PROVIDED RECORDS —
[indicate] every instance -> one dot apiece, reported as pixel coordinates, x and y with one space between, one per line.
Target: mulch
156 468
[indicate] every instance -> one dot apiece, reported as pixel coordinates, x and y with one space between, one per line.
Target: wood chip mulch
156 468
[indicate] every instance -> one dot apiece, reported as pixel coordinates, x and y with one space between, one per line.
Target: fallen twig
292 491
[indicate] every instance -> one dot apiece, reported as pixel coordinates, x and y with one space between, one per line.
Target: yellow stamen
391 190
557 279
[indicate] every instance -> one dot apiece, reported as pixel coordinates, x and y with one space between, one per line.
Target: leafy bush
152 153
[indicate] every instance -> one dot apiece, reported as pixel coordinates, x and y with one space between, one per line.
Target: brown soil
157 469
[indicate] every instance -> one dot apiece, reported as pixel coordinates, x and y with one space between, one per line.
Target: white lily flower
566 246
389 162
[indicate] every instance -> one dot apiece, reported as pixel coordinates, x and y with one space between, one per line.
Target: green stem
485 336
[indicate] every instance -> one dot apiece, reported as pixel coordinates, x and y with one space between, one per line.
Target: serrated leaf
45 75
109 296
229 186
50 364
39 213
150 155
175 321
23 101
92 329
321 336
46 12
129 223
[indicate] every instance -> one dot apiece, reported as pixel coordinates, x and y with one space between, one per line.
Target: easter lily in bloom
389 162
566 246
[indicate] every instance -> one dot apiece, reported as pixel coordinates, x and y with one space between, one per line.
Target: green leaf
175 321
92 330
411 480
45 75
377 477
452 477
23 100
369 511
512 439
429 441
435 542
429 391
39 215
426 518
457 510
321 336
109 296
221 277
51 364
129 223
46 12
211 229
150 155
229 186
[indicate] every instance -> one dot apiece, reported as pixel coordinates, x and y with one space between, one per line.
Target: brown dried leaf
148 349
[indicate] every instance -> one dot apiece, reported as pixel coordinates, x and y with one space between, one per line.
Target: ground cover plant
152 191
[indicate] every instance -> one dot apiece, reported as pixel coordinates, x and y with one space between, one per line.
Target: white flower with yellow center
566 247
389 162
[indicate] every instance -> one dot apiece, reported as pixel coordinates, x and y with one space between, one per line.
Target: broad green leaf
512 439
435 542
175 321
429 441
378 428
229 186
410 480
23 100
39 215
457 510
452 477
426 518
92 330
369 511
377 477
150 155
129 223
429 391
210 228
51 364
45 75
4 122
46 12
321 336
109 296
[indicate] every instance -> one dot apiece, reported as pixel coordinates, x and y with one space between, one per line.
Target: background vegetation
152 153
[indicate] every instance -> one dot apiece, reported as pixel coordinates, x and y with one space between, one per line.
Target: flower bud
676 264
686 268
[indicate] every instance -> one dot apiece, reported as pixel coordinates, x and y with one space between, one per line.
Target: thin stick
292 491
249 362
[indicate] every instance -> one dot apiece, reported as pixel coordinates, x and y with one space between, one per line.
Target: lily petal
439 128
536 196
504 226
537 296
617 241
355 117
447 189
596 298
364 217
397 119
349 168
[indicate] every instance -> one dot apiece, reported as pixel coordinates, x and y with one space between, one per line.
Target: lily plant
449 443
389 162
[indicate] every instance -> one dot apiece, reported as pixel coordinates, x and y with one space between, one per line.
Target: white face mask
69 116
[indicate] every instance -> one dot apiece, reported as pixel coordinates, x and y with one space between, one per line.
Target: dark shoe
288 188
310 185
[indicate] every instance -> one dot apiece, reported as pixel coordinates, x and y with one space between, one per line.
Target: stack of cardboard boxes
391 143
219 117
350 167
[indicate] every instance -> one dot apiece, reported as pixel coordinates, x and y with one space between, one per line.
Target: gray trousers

OBJECTIVE —
Copy out the material above in its entirety. Every detail must match.

EXPECTED ANSWER —
[indicate] every instance -> one dot apiece, reported as pixel coordinates, x and y with one space between, one per line.
Target: mulch
156 468
[indicate] every instance -> one dot apiece, reported as pixel coordinates, x and y with one space between, one per line.
Target: wood chip mulch
156 468
[indicate] every instance -> one dot apiece, reported as pixel coordinates, x and y with one space between, one per line.
Target: fallen twig
292 491
[indicate] every instance -> one dot apiece, reported as pixel coordinates, x and y with one space between, one per line.
Target: yellow stamen
391 190
557 279
[indicate] every instance -> one dot apiece, reported as pixel coordinates, x and y with one space between, one per line.
Target: leafy bush
152 153
[indicate] every instance -> one dot apiece, reported as pixel coordinates, x and y with one space between, one per line.
Target: brown soil
157 469
[indicate] every instance -> one dot apiece, reported as pixel coordinates, x and y with one space between, one per line.
Target: white lily flower
566 246
389 162
[indicate] every instance -> one dot apiece, reported as pixel coordinates, x and y with one space between, one per line.
Target: green stem
485 336
[indicate] every instance -> one dot apiece, reported as pixel coordinates, x and y with one space between, one per line.
Target: serrated leaf
45 75
109 296
229 186
50 364
39 213
150 155
175 321
23 101
92 329
321 336
46 12
129 223
[indicate] every instance -> one dot apiece, reported as pixel coordinates, x and y with one space between, one per line.
Target: easter lily in bloom
389 162
566 246
[indicate] every instance -> one dot apiece, reported as pixel coordinates, x and y with one space between, one per line.
Target: green leaf
175 321
92 330
411 480
45 75
377 477
452 477
23 100
369 511
512 439
429 441
435 542
429 391
39 215
426 518
457 510
321 336
109 296
221 277
51 364
129 223
46 12
211 229
150 155
229 186
[indicate] every instance -> one dot apiece, reported as pixel coordinates, x and y with one space between, one per line.
Target: brown dried leaf
148 349
[indicate] every instance -> one dot apiece, reported as pixel coordinates, x and y with one space between, one per line.
Target: ground cover plant
152 191
[indicate] every instance -> one dot apiece, reported as pixel coordinates, x and y with one space between, one per line.
Target: white flower with yellow center
566 247
389 162
[indicate] every instance -> one dot apiece, reported as pixel coordinates, x and y with one space between, one per line.
Target: broad green leaf
512 439
435 542
175 321
429 441
378 428
229 186
410 480
23 100
39 215
457 510
452 477
426 518
92 330
369 511
377 477
150 155
129 223
429 391
210 228
51 364
45 75
4 122
46 12
321 336
109 296
[indicate] every instance -> one dot apiece, reported as pixel coordinates, x and y with one space between, one per line.
Target: background vegetation
152 153
[indicate] every instance -> one dot apiece, reported as pixel coordinates, x and y with one space between, one per line.
Target: flower bud
676 264
686 268
[indicate] every instance -> one dot apiece, reported as pixel coordinates, x and y with one space between, one per line.
Target: thin stick
292 491
249 362
[indicate] every instance -> one dot apiece, reported as pixel coordinates, x and y with one space between, one per line.
Target: lily petal
439 128
536 196
504 226
537 296
617 241
355 117
447 189
596 298
364 217
397 119
349 168
[indicate] every instance -> one dot apiece, reported as pixel coordinates, x and y with one space between, one per line.
Target: lily plant
449 443
389 162
[indicate] every instance -> one dot apiece, reported as pixel coordinates, x and y with one space between, one per line.
Target: white face mask
69 116
[indicate] every instance -> one dot apiece, reported as pixel coordinates, x and y with one space between, one per line.
Target: dark shoe
288 188
310 185
[indicate] every instance -> one dot apiece, reported as pixel coordinates, x and y with one space between, one per line.
Target: stack of cardboard boxes
391 143
219 117
350 167
[indicate] every instance -> one dot apiece, reported as pixel coordinates, x and y with one space between, one per line.
Target: gray trousers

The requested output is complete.